## SOURCE PASSAGE:
# Canoochee Creek Ride in Metter GA



## Fish Hook (Jan 19, 2011)

I heard canoochee is riding the first weekend in March. Anyone going?


----------



## greenkitty7 (Jan 26, 2011)

a group of us were talking about going.


----------



## bshattuck87 (Oct 2, 2009)

It's still up in the air for me. I've just been there so many times.

Brenton


----------



## greenkitty7 (Jan 26, 2011)

i heard they only ride there like twice a year???


----------



## bshattuck87 (Oct 2, 2009)

They do, but I've been going there for close to 4 years.

Brenton


----------



## greenkitty7 (Jan 26, 2011)

i gotcha, is it worth it for me to drive two hours? we all were talking about either there or trying to make the march ride at Boggs and Boulders in AL or Mudmuckers in FL


----------



## Wolfeee (Jan 14, 2009)

## DATA LINES:

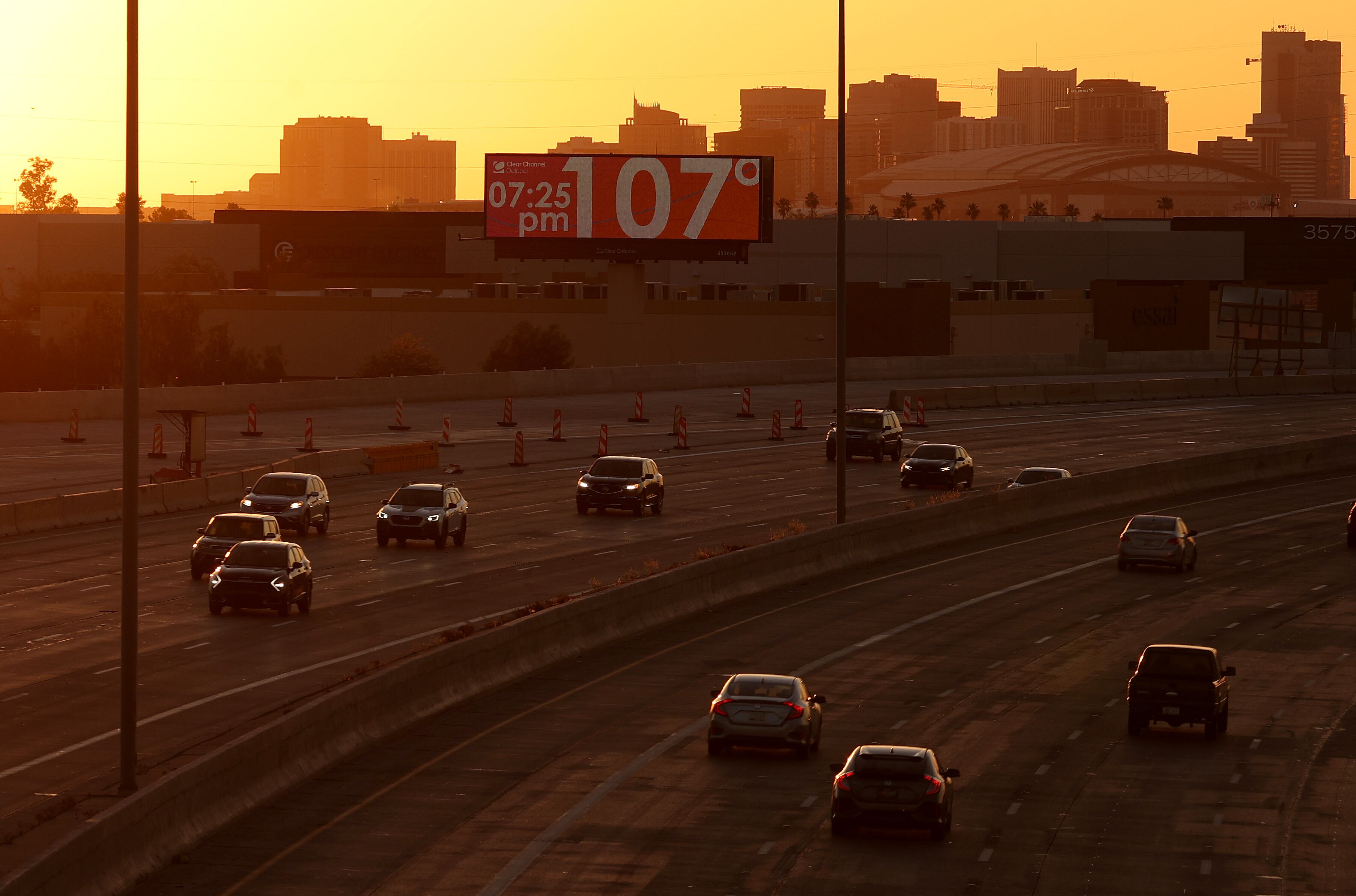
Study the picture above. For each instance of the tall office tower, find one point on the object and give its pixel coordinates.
(1120, 113)
(660, 132)
(1302, 83)
(1042, 101)
(890, 121)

## DIRECTIONS:
**A.** Scale down all the rows that come after the Canoochee Creek thread. Repeat the request line unchanged, multiply every pixel coordinate in the answers by 0.25 and round it to a whole number, with halves going up, and leave the picture out.
**B.** Extend the Canoochee Creek ride thread from the point where it ends.

## OUTPUTS FOR THE TASKS:
**A.**
Study the picture above. For each instance of the tall office tower, find one point on the object and give its pixel coordinates.
(280, 28)
(165, 33)
(326, 21)
(261, 25)
(223, 30)

**B.**
Dont miss this one. Great place. Great people. Great trails. Plenty of mud and water due to the wash we got last night. The weather is going to be perfect. I am ready to start this season off. Hope to meet some new folks this weekend.:friday:


----------



## Fish Hook (Jan 19, 2011)

Its 2 hours for me too, and I am definately not gonna miss it. I went last March and had a blast.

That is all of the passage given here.